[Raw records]
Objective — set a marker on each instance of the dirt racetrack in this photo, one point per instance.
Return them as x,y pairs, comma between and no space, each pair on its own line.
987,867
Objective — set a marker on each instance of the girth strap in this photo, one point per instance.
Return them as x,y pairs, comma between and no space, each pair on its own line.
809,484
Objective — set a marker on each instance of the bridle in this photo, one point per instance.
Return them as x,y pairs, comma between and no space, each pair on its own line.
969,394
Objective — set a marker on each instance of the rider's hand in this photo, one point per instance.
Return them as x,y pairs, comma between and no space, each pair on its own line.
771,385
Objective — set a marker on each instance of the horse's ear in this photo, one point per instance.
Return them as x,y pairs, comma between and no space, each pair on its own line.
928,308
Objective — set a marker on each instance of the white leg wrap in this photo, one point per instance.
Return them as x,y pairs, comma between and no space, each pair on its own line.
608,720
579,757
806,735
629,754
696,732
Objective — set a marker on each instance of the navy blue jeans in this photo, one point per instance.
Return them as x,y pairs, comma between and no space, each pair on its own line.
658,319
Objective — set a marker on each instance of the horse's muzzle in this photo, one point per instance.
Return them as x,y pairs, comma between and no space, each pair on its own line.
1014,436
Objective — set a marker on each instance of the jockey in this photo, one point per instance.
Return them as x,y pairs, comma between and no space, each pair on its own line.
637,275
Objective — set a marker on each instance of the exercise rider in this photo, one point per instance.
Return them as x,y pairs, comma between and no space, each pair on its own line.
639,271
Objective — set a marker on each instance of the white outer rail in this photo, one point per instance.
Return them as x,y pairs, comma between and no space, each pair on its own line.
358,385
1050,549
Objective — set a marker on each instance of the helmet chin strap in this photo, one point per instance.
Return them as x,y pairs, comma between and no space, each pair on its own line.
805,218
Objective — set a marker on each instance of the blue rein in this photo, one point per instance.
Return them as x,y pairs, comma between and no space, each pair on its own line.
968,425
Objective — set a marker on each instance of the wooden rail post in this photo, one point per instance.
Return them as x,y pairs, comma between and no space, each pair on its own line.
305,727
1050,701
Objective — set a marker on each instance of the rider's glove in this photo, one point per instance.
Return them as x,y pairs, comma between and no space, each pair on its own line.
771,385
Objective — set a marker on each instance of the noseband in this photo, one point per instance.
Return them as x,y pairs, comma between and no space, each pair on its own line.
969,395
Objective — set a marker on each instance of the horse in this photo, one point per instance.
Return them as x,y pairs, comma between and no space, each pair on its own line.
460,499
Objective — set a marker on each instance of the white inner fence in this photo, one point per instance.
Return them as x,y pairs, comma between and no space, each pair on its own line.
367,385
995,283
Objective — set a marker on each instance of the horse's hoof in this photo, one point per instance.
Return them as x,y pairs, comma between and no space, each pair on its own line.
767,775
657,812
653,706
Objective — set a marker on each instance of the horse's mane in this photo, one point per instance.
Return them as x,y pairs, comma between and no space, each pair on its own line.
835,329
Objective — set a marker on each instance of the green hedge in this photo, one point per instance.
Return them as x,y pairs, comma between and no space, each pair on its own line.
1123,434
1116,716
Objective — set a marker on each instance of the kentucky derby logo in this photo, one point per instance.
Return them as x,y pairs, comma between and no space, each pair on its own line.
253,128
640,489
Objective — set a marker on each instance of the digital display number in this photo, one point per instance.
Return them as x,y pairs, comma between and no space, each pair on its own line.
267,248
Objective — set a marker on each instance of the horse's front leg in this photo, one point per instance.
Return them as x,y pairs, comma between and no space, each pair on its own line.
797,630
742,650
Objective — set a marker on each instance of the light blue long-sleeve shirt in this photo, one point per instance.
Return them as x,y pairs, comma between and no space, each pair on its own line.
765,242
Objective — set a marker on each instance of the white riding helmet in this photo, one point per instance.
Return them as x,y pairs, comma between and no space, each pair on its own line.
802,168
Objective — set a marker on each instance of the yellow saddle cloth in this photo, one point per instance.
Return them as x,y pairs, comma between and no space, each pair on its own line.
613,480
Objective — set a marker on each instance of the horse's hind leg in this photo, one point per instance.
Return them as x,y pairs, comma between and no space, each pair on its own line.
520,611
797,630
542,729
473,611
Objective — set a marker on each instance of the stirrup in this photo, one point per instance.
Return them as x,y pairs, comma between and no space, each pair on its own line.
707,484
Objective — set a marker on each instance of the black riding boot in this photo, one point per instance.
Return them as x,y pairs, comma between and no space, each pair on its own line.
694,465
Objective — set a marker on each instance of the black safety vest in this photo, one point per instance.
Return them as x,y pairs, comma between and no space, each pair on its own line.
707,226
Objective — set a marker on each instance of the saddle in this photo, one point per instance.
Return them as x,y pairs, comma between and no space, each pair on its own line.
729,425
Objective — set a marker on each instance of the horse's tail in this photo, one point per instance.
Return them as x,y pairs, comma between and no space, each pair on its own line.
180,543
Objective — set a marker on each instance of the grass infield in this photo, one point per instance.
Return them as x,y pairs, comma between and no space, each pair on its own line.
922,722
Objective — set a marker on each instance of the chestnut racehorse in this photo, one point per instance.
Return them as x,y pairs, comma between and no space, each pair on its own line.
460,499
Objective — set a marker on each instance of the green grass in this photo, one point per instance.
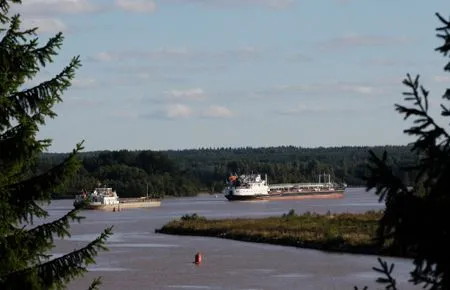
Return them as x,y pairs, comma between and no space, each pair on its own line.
351,233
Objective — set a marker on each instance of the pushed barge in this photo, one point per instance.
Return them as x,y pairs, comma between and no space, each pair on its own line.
253,187
105,198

_WORK TO BE COMPLETED_
Please retype the lines from the one that contains "Objective — set a marker on each instance of the stirrup" to the final line of the records, both included, exactly as written and without any pictures.

_TASK ANSWER_
Objective — set a marker on each instance of the stirrup in this photo, one point per instance.
Return them as x,y pairs, comma between and no space, each pair on its own line.
707,484
Objective — set a marker on each instance of the black riding boot in this photo, one point per instance.
Return them as x,y pairs, comma between and no space, each pair on its own line.
694,465
Objective — set a marker on each instance of the black safety vest in this photo, one point per instance.
Return them as x,y pairs, comma between and no space, each pair on its own line.
707,226
Objective — set a marker on each instance of the saddle in this photo, one point per instance.
Return them as x,y pairs, comma between and no space, each pair on its own line.
729,425
Objective — set a marker on each instance of the horse's tail in this photo, one point per instance.
Return them as x,y pairs, comma between and no space, each pair on its own line.
180,543
Objective — set a marker on each instance of the grass infield in this photo, one point per instance.
Return them as x,y pairs, comma between and no space, each pair on its own line.
922,722
Objective — set a marker on each instance of the chestnut racehorse in this photo, one point per instance.
Return them as x,y pairs, comma between and no space, each pair on its own line.
460,499
Objective — set a marker on each instance of the green grass in this photo, one point per instance.
Return them as x,y pairs, comma between and no space, each pair on its own line.
351,233
Objective — set a marker on each instance of the pushed barge in this photo, one point per instance.
Return them as x,y pairs, comma between and no space, each pair on its own line.
253,187
105,198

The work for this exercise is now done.